**PROVIDED RECORDS:**
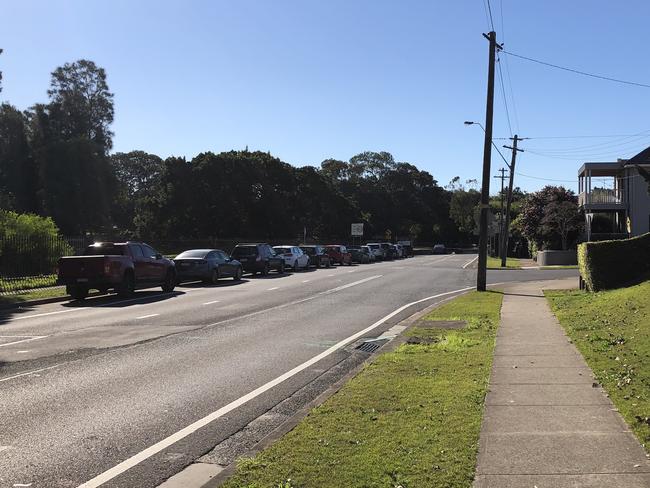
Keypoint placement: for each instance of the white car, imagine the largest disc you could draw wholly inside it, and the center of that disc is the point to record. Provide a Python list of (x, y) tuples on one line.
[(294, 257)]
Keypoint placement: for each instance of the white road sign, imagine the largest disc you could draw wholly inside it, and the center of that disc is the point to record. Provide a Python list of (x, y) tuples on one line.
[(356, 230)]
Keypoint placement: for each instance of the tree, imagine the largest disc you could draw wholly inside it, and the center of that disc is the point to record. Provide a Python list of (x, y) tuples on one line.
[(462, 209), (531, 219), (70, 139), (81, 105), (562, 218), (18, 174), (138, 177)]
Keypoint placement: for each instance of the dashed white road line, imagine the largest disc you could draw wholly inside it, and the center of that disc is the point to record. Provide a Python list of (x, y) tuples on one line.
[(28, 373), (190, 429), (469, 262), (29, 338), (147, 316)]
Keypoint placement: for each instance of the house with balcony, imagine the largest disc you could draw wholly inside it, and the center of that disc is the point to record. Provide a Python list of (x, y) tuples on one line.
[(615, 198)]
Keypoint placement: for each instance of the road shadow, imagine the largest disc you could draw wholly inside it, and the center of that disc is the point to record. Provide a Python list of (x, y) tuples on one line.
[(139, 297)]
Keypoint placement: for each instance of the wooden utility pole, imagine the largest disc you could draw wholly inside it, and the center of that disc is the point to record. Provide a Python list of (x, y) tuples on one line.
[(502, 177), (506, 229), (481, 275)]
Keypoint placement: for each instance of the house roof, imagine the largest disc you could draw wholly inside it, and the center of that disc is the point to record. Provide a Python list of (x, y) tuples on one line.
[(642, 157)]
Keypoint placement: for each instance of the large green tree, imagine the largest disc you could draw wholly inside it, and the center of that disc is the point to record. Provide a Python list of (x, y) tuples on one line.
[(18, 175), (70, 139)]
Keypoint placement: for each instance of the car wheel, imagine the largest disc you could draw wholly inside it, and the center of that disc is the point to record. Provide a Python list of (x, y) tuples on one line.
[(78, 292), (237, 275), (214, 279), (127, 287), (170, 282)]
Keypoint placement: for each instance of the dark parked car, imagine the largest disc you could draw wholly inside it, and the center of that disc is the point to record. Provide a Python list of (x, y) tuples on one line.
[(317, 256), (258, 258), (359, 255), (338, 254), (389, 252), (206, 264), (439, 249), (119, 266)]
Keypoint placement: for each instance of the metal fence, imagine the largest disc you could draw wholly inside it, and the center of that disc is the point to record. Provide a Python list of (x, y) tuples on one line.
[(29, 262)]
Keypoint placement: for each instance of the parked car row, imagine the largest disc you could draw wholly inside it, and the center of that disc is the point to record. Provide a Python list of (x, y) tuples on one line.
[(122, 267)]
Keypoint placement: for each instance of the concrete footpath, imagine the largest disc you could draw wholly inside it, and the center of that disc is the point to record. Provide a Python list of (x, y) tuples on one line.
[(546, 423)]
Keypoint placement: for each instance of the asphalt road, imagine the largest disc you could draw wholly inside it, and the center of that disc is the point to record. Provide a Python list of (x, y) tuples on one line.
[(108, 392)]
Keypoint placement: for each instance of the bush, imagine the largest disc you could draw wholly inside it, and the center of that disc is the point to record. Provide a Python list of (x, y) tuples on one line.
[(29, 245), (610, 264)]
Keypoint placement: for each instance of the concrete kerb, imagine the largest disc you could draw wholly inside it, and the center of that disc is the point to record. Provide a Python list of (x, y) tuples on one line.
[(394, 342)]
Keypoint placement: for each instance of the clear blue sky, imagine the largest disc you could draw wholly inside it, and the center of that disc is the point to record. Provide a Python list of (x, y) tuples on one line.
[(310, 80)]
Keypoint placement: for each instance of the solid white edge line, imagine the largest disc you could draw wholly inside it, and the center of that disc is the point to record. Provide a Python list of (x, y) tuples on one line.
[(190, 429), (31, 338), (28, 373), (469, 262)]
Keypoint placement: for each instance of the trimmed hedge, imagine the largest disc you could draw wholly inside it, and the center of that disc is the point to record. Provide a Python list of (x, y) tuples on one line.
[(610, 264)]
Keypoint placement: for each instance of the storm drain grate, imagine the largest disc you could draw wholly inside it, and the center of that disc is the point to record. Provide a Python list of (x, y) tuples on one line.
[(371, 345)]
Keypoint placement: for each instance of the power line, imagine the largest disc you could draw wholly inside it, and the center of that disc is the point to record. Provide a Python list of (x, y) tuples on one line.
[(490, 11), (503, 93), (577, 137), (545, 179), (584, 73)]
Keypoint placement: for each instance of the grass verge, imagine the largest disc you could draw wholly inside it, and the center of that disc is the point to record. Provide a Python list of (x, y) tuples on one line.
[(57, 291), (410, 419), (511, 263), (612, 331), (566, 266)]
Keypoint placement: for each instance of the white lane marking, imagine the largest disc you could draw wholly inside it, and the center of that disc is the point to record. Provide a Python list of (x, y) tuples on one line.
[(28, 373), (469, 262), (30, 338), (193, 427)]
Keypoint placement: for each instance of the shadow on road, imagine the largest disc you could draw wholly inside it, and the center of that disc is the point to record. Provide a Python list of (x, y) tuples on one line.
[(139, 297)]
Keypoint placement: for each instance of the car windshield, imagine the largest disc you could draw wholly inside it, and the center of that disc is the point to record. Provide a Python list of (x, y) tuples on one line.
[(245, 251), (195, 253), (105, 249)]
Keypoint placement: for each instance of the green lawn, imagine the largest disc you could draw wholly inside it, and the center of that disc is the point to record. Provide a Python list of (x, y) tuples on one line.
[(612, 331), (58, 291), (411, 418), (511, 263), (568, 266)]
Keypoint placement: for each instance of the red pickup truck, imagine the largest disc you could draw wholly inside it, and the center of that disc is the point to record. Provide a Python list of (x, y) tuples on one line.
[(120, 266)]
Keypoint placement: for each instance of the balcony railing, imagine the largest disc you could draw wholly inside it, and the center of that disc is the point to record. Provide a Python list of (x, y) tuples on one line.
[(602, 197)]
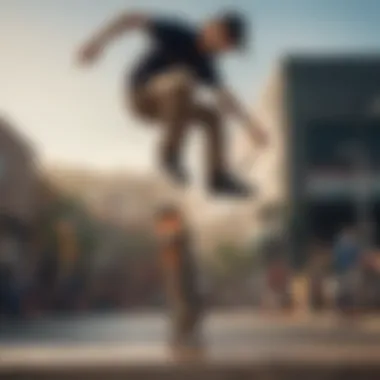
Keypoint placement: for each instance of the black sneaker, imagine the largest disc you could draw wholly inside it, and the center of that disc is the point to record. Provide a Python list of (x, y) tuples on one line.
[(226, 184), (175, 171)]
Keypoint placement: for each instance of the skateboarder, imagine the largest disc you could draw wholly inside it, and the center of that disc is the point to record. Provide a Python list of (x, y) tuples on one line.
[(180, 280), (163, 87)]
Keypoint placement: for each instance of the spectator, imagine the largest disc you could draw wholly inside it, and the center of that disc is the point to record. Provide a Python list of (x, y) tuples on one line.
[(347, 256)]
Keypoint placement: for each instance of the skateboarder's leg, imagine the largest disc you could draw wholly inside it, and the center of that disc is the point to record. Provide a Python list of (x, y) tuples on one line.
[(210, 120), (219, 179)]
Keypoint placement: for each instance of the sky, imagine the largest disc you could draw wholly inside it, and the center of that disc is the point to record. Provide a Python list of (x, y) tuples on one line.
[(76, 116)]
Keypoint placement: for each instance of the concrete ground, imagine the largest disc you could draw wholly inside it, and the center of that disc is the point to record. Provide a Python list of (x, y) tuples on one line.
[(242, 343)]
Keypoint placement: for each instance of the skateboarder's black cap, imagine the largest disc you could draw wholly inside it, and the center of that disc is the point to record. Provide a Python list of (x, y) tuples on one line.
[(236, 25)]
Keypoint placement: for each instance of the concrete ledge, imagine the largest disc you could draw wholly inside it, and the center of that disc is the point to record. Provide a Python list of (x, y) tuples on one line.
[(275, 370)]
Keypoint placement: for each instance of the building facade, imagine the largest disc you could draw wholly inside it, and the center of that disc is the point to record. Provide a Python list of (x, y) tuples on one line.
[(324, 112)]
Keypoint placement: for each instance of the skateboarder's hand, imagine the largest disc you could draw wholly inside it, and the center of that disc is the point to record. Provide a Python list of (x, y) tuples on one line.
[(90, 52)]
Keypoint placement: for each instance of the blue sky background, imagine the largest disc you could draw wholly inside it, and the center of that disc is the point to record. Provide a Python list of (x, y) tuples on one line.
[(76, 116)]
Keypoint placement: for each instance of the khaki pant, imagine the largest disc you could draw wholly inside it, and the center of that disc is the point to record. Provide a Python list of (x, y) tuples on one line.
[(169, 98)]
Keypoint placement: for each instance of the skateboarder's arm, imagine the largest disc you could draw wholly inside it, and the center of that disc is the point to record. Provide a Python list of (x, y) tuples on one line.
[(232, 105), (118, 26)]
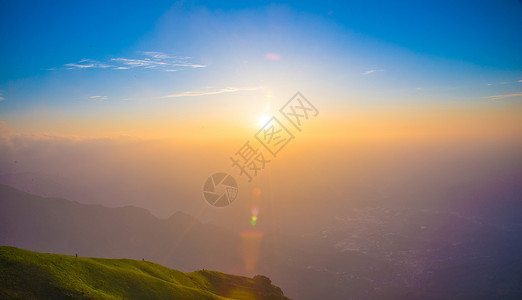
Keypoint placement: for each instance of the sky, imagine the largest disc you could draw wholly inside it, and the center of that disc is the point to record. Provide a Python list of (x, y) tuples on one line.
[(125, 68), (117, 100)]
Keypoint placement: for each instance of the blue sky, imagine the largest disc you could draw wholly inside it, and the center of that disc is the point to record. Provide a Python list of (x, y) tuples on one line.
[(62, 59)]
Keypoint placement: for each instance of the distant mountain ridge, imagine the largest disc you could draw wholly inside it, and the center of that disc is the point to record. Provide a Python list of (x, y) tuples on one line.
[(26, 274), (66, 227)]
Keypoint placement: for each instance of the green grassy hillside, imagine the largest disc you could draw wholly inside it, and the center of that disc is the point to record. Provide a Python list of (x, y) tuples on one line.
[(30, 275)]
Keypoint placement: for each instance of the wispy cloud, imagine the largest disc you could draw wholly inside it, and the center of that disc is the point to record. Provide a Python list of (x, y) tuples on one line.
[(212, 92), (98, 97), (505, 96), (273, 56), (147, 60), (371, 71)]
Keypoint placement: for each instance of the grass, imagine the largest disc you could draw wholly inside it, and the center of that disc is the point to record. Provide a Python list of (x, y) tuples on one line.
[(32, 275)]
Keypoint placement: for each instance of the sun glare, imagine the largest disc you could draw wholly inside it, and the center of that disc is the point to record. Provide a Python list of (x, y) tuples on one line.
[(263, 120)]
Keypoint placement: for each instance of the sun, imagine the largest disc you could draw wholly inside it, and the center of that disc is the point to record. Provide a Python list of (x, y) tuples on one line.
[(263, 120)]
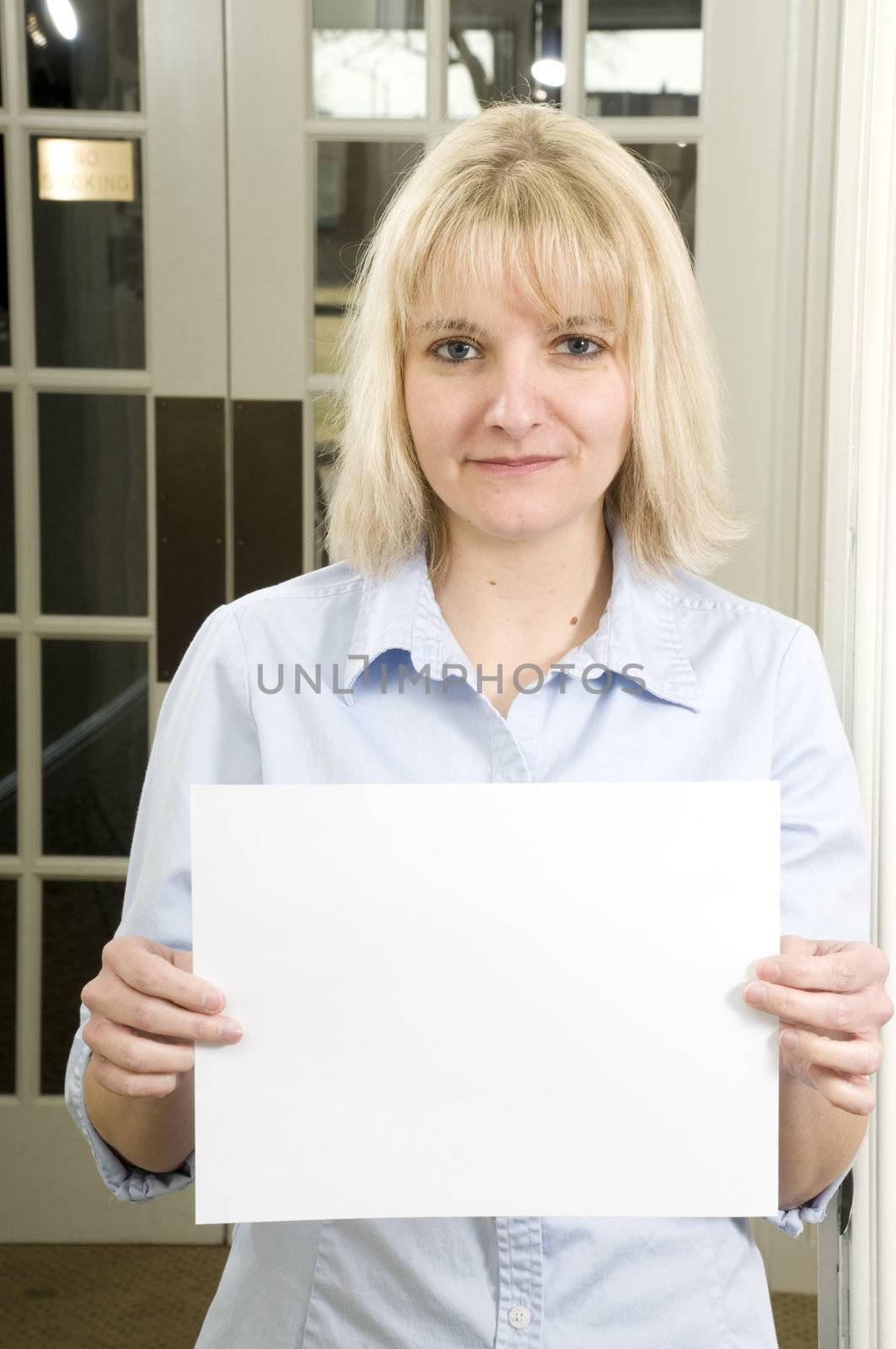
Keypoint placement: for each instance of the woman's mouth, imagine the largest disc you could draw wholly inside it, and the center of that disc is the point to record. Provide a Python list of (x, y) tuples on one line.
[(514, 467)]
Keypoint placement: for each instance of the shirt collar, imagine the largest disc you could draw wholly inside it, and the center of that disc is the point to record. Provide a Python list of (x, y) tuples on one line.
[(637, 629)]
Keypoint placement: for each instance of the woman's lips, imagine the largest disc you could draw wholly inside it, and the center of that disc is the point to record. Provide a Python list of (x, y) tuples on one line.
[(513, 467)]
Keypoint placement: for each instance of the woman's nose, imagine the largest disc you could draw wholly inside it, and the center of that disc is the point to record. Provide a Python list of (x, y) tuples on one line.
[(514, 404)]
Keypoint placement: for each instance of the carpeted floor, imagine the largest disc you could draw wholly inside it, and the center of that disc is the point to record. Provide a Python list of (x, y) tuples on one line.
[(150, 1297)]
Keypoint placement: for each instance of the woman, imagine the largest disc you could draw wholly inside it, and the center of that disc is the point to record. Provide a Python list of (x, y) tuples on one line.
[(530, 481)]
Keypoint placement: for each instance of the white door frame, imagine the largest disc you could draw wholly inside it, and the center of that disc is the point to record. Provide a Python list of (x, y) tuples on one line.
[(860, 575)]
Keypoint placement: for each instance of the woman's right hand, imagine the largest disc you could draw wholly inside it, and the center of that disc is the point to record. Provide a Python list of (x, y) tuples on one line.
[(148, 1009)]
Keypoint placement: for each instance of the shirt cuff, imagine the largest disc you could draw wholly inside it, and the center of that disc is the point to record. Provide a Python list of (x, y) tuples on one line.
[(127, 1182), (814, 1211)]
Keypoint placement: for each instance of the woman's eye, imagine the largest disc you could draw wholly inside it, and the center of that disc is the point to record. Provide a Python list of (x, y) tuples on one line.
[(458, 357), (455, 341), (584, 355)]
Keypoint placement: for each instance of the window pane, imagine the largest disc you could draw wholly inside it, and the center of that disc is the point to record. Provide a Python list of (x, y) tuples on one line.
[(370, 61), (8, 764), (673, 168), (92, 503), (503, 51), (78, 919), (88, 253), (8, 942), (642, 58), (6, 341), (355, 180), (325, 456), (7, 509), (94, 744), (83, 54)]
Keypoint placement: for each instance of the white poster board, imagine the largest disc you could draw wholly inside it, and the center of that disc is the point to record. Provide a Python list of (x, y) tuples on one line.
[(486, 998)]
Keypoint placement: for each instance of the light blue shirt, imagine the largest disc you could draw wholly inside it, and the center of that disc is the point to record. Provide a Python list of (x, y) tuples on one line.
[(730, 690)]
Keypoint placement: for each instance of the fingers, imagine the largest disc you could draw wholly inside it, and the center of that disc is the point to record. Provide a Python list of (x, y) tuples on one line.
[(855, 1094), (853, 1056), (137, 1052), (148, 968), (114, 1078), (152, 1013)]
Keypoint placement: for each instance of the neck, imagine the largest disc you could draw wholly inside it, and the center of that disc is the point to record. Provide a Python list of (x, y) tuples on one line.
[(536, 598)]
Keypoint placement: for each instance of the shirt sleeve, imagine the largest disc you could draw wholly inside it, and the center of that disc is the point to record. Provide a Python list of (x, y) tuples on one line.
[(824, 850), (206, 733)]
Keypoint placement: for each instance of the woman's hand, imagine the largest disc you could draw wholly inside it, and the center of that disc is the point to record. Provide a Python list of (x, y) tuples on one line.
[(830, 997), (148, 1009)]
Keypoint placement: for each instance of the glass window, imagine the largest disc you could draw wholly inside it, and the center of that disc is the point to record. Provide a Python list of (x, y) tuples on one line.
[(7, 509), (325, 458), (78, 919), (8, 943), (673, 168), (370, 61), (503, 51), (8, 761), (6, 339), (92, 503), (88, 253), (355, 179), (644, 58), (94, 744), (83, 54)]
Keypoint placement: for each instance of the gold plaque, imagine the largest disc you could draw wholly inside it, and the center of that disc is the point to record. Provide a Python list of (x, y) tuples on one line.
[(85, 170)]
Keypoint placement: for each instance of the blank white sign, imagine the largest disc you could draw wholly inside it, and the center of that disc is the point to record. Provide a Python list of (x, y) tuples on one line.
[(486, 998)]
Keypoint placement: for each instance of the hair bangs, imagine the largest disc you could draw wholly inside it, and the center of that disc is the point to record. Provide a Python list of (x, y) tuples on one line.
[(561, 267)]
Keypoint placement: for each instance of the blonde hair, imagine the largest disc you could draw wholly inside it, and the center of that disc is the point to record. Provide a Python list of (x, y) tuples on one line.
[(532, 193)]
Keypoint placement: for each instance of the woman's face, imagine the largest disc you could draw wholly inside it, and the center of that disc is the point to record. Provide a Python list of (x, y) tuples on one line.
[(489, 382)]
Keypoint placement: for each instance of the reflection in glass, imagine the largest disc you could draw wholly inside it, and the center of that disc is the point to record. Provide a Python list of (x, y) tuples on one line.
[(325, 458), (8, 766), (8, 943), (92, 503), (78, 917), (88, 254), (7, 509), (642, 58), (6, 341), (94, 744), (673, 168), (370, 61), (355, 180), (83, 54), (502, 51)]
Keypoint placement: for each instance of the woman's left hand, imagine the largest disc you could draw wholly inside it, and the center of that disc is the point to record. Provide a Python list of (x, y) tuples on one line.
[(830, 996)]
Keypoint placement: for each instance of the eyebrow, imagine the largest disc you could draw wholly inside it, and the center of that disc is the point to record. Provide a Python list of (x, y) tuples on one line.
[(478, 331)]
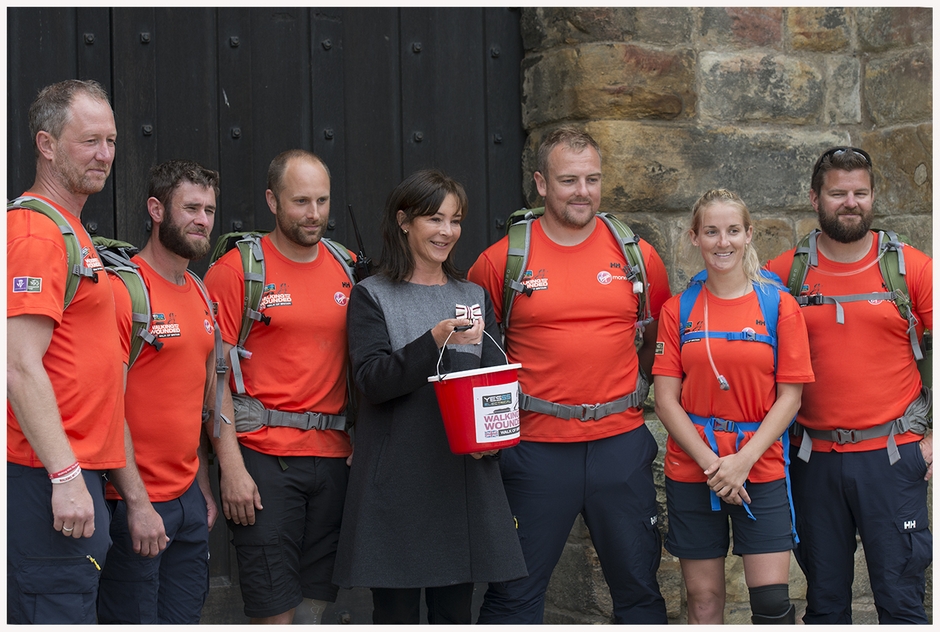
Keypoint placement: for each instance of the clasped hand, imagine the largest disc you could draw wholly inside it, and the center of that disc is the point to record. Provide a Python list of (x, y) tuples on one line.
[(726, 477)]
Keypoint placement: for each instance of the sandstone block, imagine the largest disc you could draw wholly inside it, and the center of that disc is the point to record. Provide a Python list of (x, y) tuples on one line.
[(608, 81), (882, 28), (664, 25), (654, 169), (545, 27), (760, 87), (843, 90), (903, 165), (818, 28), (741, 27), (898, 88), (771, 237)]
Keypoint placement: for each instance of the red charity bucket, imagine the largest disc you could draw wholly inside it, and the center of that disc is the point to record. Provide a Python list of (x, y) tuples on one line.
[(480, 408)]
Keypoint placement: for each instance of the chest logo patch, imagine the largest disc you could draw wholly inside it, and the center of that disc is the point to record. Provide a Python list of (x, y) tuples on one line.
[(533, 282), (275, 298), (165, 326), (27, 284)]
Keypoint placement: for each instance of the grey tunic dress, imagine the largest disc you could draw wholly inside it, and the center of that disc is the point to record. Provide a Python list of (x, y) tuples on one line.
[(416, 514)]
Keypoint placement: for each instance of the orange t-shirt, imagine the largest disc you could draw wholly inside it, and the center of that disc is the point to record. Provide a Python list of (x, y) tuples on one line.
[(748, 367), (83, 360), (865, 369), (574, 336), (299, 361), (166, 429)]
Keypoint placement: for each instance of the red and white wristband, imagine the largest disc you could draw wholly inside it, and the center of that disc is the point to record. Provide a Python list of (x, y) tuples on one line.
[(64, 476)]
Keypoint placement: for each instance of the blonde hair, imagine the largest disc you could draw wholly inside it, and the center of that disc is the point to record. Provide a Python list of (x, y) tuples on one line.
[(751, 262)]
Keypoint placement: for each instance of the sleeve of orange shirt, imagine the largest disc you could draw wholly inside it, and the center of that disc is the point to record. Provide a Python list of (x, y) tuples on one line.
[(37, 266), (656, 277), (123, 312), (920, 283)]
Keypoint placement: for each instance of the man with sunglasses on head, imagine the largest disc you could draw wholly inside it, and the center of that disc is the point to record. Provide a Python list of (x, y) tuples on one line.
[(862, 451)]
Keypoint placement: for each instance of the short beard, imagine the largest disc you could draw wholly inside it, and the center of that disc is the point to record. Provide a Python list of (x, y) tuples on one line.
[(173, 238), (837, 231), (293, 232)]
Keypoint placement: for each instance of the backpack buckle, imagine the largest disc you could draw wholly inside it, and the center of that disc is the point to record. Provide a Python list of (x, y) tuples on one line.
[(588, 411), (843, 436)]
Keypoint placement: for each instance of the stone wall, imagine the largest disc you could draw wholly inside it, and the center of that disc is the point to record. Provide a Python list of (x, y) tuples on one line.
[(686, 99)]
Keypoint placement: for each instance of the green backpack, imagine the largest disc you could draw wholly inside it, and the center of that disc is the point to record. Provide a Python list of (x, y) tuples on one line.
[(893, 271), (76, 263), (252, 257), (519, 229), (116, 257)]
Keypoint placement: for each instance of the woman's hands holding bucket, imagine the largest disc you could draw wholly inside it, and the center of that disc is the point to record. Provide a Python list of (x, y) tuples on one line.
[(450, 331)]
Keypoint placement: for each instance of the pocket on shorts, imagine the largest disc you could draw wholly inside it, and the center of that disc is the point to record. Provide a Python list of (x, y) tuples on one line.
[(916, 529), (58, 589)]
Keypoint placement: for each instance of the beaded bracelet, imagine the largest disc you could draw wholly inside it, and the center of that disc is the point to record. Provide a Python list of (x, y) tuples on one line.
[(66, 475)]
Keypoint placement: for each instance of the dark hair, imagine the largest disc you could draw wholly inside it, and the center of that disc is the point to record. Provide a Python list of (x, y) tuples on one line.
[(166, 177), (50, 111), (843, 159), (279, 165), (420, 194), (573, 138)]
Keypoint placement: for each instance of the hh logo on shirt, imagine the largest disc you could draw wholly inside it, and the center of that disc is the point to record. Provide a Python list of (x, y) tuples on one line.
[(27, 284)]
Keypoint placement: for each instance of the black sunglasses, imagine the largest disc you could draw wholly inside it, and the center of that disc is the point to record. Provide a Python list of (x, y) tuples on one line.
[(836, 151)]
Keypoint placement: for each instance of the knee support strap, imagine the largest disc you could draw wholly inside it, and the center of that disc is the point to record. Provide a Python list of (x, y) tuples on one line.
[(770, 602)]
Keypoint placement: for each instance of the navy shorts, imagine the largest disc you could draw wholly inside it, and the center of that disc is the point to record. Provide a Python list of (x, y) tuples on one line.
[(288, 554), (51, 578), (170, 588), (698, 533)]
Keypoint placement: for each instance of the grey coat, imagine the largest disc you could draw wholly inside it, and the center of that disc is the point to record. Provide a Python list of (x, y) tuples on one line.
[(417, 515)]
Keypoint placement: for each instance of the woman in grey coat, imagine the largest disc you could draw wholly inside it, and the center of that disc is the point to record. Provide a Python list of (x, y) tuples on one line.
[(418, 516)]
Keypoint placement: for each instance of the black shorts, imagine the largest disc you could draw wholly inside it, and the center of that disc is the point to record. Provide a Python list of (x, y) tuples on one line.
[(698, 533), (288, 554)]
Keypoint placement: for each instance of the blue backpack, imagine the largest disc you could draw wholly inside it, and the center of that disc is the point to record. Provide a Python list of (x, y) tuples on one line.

**WHAT IS REQUIRED:** Give back exactly the lines that run from the line with "Keypoint placement: for each instance of the knee" through the close of the material, counting both ends, and nothing more.

**SOLUTION TO THE EXERCISE:**
Keypoint placement: for each instance of the knee support strap, imagine the largest disc you could draw wholly inside it, and the center of that disc is the point to record. Provide a Python list of (x, y) tuples on one line.
[(770, 602)]
Keypoint placement: for each instance of the navy shorts, imagine the largest disc you could draw wholly inside it, and the center of that disc is the point to record. Provide a Python list of (x, y) tuples on one line.
[(288, 554), (51, 578), (170, 588), (698, 533)]
Keypoint placement: for each instance of the grey coat, imagine the largest disc you could draw wholly inside it, and the center of that disc is the point to record. Provide a Python list of (x, y) tuples on one line.
[(417, 515)]
Keypoint placement: for each instance of the woman in grey coat, imagine the largest disc you could draw wholly inside it, and the center of that disc is the point to record. Provide a Python list of (x, y) tuples on one line.
[(418, 516)]
Keypoint placement: for each instance of the black shorts, imagine the largest disc you could draw wholly inside it, and the center of that disc is the point to record. Provide a Python list of (x, y) tuples on one line.
[(698, 533), (288, 554)]
Keypoint placement: for each instance of the blue backpack, imagine the largest disc you could draw wholly inside it, and the center of that disc is the point to record. Provide a Python list of (x, y) tuples on one line.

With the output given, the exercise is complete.